Pourtant, n'a-t-on pas besoin de
bienveillance aujourd'hui ? Ainsi, le mouvement des gilets jaunes,
aussi protéiforme soit-il, n'est-il pas aussi une expression de
cette attente, de ce manque ? Ces hommes et ces femmes, qui se
sentent oubliés, répondent par la colère à l'arrogance et au
mépris dont ils se sentent victimes. Ne réclament-ils pas une
bienveillance dont ils se sentent privés ? Et cette fois, dans
le bon sens du terme... Car si nous revenons à son étymologie, la
bienveillance, c'est la « bienveuillance », le fait de
vouloir le bien. Sur les ronds-points et dans les rues, les gilets
jaunes n'ont pas l'impression que les puissants leur veulent du
bien... Et au-delà, beaucoup partagent ce sentiment, face aux
quelques-uns qui semblent s'accaparer les richesses et les privilèges
(on vient d'apprendre que selon l'ONG Oxfam, 26 milliardaires
seulement ont autant d'argent que la moitié de l'humanité).

**Consigne 1**
D'après l'extrait sur la bienveillance, combien de milliardaires possèdent, selon l'ONG Oxfam, autant d'argent que la moitié de l'humanité ?

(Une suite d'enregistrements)
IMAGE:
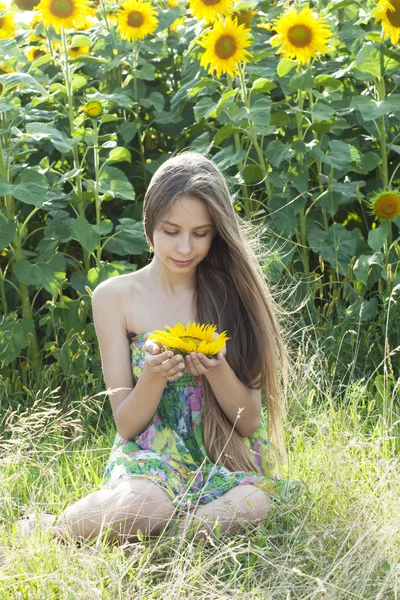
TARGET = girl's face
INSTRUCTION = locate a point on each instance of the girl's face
(187, 235)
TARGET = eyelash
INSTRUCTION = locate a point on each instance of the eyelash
(175, 233)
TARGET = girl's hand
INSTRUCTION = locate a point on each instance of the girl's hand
(162, 364)
(197, 363)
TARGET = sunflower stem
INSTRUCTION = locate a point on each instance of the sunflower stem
(300, 158)
(384, 158)
(135, 59)
(75, 151)
(253, 135)
(248, 208)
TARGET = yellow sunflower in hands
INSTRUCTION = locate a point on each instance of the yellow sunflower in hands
(192, 338)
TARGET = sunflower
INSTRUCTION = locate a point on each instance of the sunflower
(192, 338)
(136, 19)
(389, 14)
(68, 14)
(7, 24)
(76, 51)
(34, 53)
(93, 109)
(386, 204)
(301, 35)
(225, 46)
(209, 10)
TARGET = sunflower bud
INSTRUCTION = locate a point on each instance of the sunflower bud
(93, 109)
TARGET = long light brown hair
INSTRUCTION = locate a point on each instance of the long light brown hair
(232, 293)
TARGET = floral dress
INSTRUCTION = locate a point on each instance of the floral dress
(171, 452)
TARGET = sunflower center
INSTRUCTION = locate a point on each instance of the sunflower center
(62, 9)
(388, 205)
(300, 36)
(393, 16)
(188, 338)
(135, 18)
(225, 47)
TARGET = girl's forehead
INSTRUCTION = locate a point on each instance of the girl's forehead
(186, 211)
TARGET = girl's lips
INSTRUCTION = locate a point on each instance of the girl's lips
(180, 262)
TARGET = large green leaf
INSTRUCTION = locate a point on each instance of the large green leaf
(85, 233)
(115, 183)
(371, 109)
(30, 187)
(130, 238)
(337, 246)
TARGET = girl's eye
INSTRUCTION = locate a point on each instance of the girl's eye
(176, 233)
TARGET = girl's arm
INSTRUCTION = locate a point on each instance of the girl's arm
(233, 395)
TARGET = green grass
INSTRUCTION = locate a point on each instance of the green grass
(341, 541)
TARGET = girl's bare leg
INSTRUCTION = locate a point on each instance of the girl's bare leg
(244, 503)
(135, 503)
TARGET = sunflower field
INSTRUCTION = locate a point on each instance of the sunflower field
(298, 104)
(295, 102)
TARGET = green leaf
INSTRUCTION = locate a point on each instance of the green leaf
(369, 161)
(80, 40)
(26, 81)
(285, 65)
(327, 81)
(128, 130)
(115, 183)
(340, 155)
(364, 310)
(223, 100)
(225, 132)
(104, 227)
(337, 246)
(7, 230)
(205, 107)
(322, 111)
(41, 274)
(42, 131)
(368, 60)
(85, 233)
(371, 109)
(146, 72)
(130, 238)
(378, 236)
(30, 187)
(302, 81)
(364, 263)
(119, 154)
(227, 157)
(278, 152)
(263, 85)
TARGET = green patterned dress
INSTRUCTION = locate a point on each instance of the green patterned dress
(171, 452)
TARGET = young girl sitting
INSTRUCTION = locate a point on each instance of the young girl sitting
(192, 440)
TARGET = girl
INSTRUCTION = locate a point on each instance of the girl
(191, 437)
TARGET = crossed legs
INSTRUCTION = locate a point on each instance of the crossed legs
(138, 503)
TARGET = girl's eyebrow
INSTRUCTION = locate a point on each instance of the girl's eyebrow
(199, 227)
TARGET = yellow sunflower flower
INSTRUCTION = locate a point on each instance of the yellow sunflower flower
(68, 14)
(225, 46)
(210, 10)
(136, 19)
(389, 14)
(386, 204)
(192, 338)
(34, 53)
(7, 24)
(93, 109)
(300, 35)
(76, 51)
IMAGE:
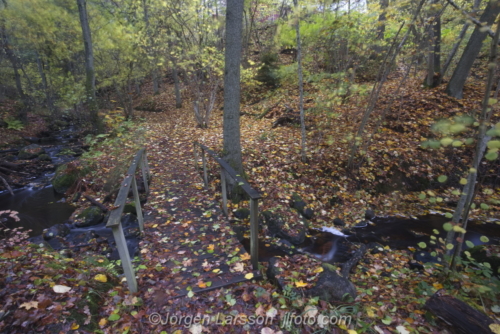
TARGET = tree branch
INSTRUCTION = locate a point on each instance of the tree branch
(473, 19)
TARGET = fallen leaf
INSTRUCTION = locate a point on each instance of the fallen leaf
(29, 305)
(61, 288)
(101, 278)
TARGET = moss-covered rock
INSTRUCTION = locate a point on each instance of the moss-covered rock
(66, 175)
(30, 152)
(89, 217)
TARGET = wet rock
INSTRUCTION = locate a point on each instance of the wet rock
(66, 175)
(369, 214)
(243, 213)
(426, 257)
(32, 139)
(284, 227)
(59, 230)
(330, 286)
(30, 152)
(300, 205)
(338, 222)
(89, 217)
(361, 225)
(45, 157)
(76, 238)
(376, 248)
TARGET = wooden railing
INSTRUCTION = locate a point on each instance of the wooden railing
(252, 193)
(114, 221)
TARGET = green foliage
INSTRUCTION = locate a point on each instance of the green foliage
(267, 73)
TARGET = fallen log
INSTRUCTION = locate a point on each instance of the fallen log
(462, 317)
(353, 261)
(9, 150)
(6, 184)
(96, 203)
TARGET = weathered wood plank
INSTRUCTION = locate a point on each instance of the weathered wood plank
(241, 182)
(138, 209)
(115, 216)
(128, 269)
(254, 233)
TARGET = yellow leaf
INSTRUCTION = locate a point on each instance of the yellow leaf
(495, 328)
(101, 278)
(245, 256)
(437, 286)
(29, 305)
(369, 312)
(300, 284)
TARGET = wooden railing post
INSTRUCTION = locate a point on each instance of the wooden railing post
(128, 269)
(227, 170)
(254, 233)
(138, 208)
(205, 176)
(114, 221)
(224, 191)
(145, 172)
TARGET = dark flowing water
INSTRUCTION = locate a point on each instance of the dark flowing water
(396, 232)
(38, 208)
(38, 205)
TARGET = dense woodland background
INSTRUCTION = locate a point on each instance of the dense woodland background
(389, 106)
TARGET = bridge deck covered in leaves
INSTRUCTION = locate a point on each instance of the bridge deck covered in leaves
(189, 245)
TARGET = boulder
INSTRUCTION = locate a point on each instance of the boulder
(300, 205)
(332, 287)
(66, 175)
(329, 286)
(30, 152)
(338, 222)
(44, 157)
(369, 214)
(89, 217)
(59, 230)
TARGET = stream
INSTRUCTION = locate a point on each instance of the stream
(38, 205)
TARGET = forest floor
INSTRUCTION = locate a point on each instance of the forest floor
(398, 177)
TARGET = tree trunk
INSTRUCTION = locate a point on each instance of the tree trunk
(301, 85)
(457, 81)
(178, 99)
(454, 49)
(382, 18)
(462, 209)
(89, 67)
(231, 128)
(23, 110)
(155, 73)
(46, 88)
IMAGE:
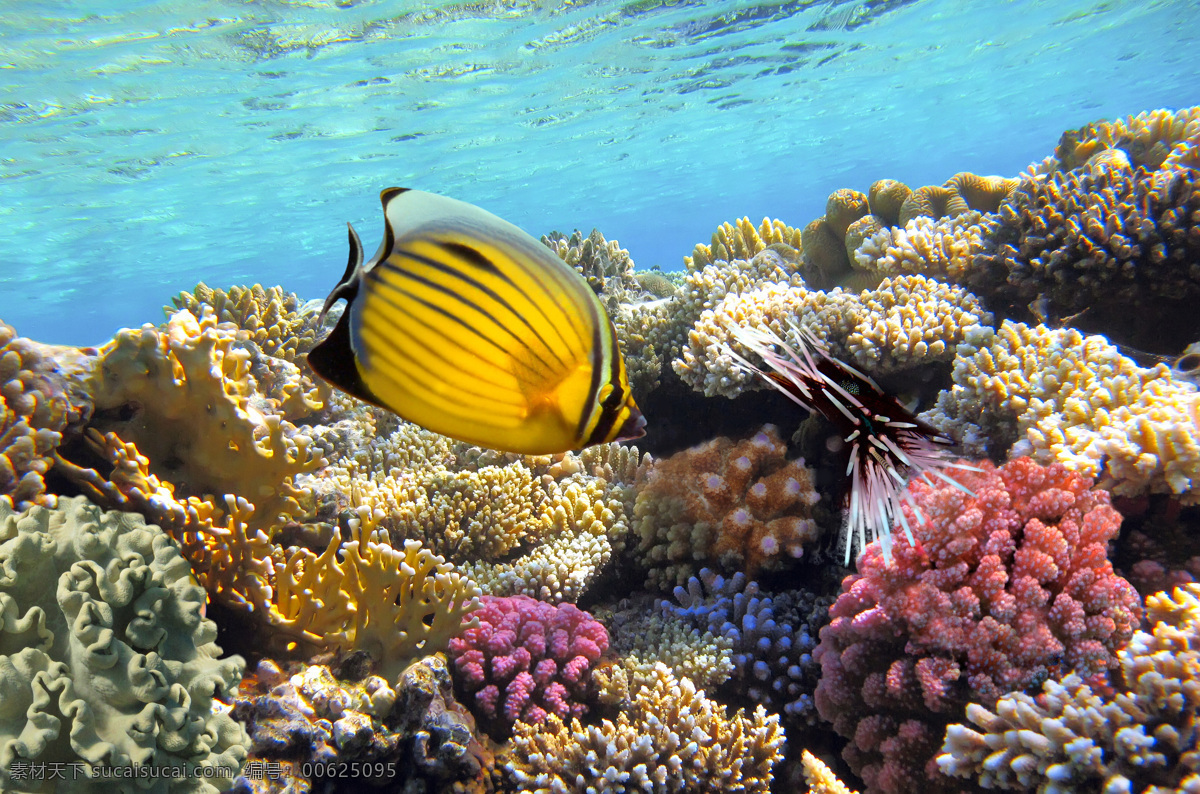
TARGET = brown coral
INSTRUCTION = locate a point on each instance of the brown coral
(739, 505)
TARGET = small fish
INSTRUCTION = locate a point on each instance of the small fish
(465, 324)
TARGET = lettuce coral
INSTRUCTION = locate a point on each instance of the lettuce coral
(1138, 734)
(106, 657)
(1005, 583)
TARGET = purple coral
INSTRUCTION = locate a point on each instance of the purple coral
(528, 659)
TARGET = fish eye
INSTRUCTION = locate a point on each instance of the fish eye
(1188, 362)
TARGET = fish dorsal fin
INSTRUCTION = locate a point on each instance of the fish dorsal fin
(348, 287)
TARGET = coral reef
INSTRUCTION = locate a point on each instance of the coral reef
(1074, 399)
(40, 397)
(771, 638)
(413, 735)
(739, 505)
(904, 323)
(672, 740)
(996, 591)
(107, 659)
(1138, 734)
(742, 240)
(527, 659)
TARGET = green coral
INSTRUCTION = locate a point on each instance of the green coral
(106, 657)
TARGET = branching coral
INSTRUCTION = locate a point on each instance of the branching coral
(1078, 401)
(184, 395)
(1104, 239)
(527, 660)
(672, 740)
(40, 397)
(1153, 139)
(735, 504)
(106, 657)
(999, 590)
(1138, 735)
(771, 638)
(905, 322)
(742, 240)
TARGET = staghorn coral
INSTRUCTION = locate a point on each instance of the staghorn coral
(274, 320)
(1152, 139)
(1138, 734)
(185, 397)
(771, 637)
(945, 248)
(1110, 240)
(736, 504)
(643, 639)
(527, 660)
(742, 240)
(905, 322)
(40, 398)
(885, 199)
(1074, 399)
(672, 740)
(583, 522)
(994, 593)
(106, 659)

**Consigne 2**
Réécris la partie de la liste qui commence à la ligne contenant "TARGET = lettuce coral" et va jusqu'à la fin de la liste, en remplaçant "locate a point" par "mark a point" sans rien modifier d'autre.

**Réponse écrite 1**
26 milliardaires.

**Réponse écrite 2**
TARGET = lettuce coral
INSTRUCTION = mark a point on each instance of the lettuce coral
(1138, 734)
(106, 657)
(1005, 583)
TARGET = purple coral
INSTRUCTION = mark a point on each instance of the purple coral
(528, 659)
TARGET = fish eye
INSTRUCTION = mark a point on each instance of the fish eye
(1188, 362)
TARGET = fish dorsal fin
INSTRUCTION = mark a point on each instance of the fish dorsal fin
(348, 287)
TARGET = coral reef
INSTRUCTION = mark a point on each instance of the coral reef
(1074, 399)
(40, 397)
(771, 638)
(413, 735)
(739, 505)
(904, 323)
(672, 740)
(996, 591)
(107, 659)
(1138, 734)
(742, 240)
(527, 659)
TARGET = green coral
INSTRUCTION = mark a point on each instance of the green coral
(106, 657)
TARGET = branching coral
INSTRUCTION = mark a point on each instance of the branching coral
(1078, 401)
(184, 395)
(1104, 239)
(527, 660)
(672, 740)
(40, 397)
(1153, 139)
(735, 504)
(106, 657)
(999, 590)
(1138, 735)
(771, 638)
(905, 322)
(742, 240)
TARGET = staghorn coral
INSTRUCTION = mark a point on each instance of the staghorn coral
(274, 320)
(1152, 139)
(1138, 734)
(185, 397)
(771, 637)
(945, 248)
(1110, 240)
(736, 504)
(643, 639)
(527, 660)
(742, 240)
(905, 322)
(40, 398)
(885, 199)
(1074, 399)
(672, 740)
(583, 522)
(994, 593)
(106, 659)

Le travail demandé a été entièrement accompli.